WORK INSTRUCTION:
All entries below are to be copied precisely as they appear.

Content starts

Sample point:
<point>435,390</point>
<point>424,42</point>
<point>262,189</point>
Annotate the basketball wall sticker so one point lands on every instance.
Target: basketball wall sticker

Content ends

REPLY:
Sample point:
<point>435,390</point>
<point>424,42</point>
<point>262,189</point>
Annotate the basketball wall sticker so one point lands on every instance.
Target: basketball wall sticker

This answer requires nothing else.